Selected extract Start Marker

Web 2.0 Expo: NPR and Current Talk APIs

The first full day of the Web 2.0 Expo in SF opened with a great conversation about the benefits and potential improvements of the application programming interfaces (APIs) released by National Public Radio and Current in the past year. NPR’s Director and Chief of Technical Strategy Zach Brand explained the process of making 13 years of broadcast content available for sharing as a “brand and release” approach, while Current’s VP of Strategy Robin Sloan described his joy at the local cable and satellite network’s decision to make its video content available in a structured way.

Photo by Andy Carvin.

Full disclosure: as a former intern at the NPR affiliate station Chicago Public Radio (WBEZ) and a supporter of KQED, I’m a public broadcasting junkie. Outside news feeds in an RSS aggregator, I get most of my news from radio coverage online and can often be found streaming and listening through huge headphones at my desk. Programming from Public Radio International and American Public Media is a weekly must-listen, but for me, NPR’s breadth of reporting and analysis takes the cake.

So it was with much excitement that I went to hear Brand and Sloan explain the process of leading their media organizations’ efforts to make content accessible and shareable. NPR, which launched their open API last July, now makes 250,000 individual stories and the work of 16 public broadcasting partners available through it. And it hasn’t gone unnoticed: with 1,300 registrants, Brand says the API has increased exposure and reach to audiences who wouldn’t otherwise tune in live or visit NPR.org.

While some of NPR’s competitors have found Atom feeds to be the best distribution mechanism, the majority of the content creator’s API registrants get theirs in the form of XML, widgets, and RSS feeds. Beyond output formats, there is the additional question of how the content available on the API is shared with mobile users. After Public Radio Exchange created a radio tuner iPhone application, a part time programmer and firefighter who supports NPR’s efforts created a second, wildly popular app which listeners can browse and use to listen to stories broken down by category. While Sloan said he’s humbled by the fact that someone outside the organization beat NPR when it came to creating an iPhone app, it’s a testament to how much people are advocating to make its content more accessible anywhere.

Sloan said a similar accessibility was what his Current team strived for in partnering with Twitter to deliver real-time updates of debate watchers’ opinions during last fall’s presidential election. The opportunity that an Open API provides, Sloan said, is experimentation—instead of creating a static set of content, the nature of making multimedia shareable is that it can be located and changed. This can be seen in the difference between the one-to-many style election coverage presented in 2004 and the changing presentation of many-to-many coverage of late 2008. Sloan admitted that there was a learning curve in the quality of presentation and scale of distribution between the first debate and election night, but overall I like the idea of the trend away from overly edited, singular voice presentation, even it if means mistakes are made the first few times out of the gate.

Selected extract End Marker

■ Action item A
In the report on the NPR and Current API talk, how many registrants does NPR's API have?
■ Action item B
Translate this sentence from the report on the NPR and Current API talk into Spanish: "NPR, which launched their open API last July, now makes 250,000 individual stories and the work of 16 public broadcasting partners available through it."
■ Action item C
For each statement, decide whether the report on the NPR and Current API talk agrees with it. Answer yes or no, and quote the words from the report that settle it.
(i) Most of NPR's API registrants receive its content as Atom feeds.
(ii) Current partnered with Twitter to show debate watchers' opinions in real time.
(iii) The writer once interned at WBEZ.

Dataset content Start Marker

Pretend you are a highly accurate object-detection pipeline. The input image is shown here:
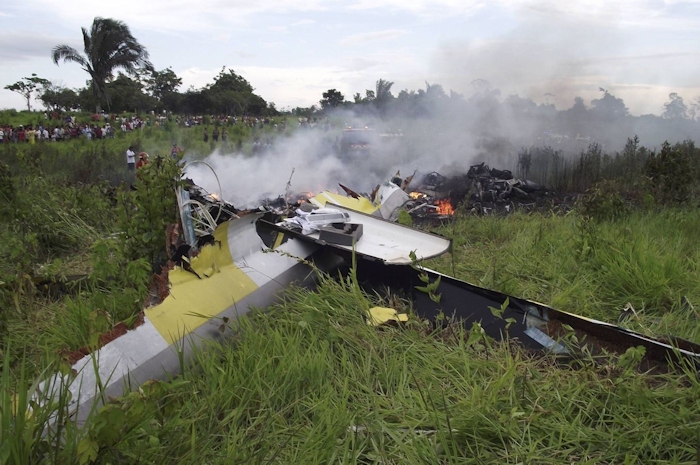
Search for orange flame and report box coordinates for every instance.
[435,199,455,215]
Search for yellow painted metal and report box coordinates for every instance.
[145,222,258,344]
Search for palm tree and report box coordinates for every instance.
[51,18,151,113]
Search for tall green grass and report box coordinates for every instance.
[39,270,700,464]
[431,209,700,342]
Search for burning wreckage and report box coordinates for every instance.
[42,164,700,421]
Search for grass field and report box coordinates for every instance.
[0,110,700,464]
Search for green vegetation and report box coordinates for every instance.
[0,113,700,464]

Dataset content End Marker
Dataset content Start Marker

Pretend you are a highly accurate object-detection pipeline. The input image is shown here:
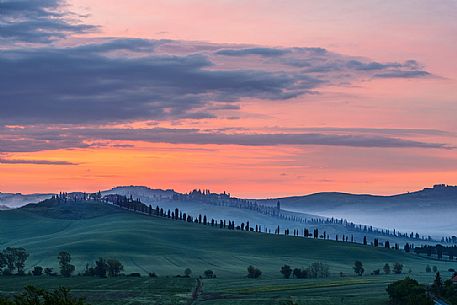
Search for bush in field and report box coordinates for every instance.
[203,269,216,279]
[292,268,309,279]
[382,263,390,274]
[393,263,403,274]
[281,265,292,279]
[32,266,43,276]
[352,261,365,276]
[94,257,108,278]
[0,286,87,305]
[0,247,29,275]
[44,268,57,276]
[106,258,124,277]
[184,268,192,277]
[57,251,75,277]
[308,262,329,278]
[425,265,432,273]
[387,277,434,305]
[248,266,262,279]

Dataset content End Marker

■ Task response A
1,300

■ Task response B
NPR, que lanzó su API abierta el pasado julio, ahora pone a disposición a través de ella 250.000 historias individuales y el trabajo de 16 socios de radiodifusión pública.

■ Task response C
(i) No: "the majority of the content creator’s API registrants get theirs in the form of XML, widgets, and RSS feeds"
(ii) Yes: "partnering with Twitter to deliver real-time updates of debate watchers’ opinions"
(iii) Yes: "as a former intern at the NPR affiliate station Chicago Public Radio (WBEZ)"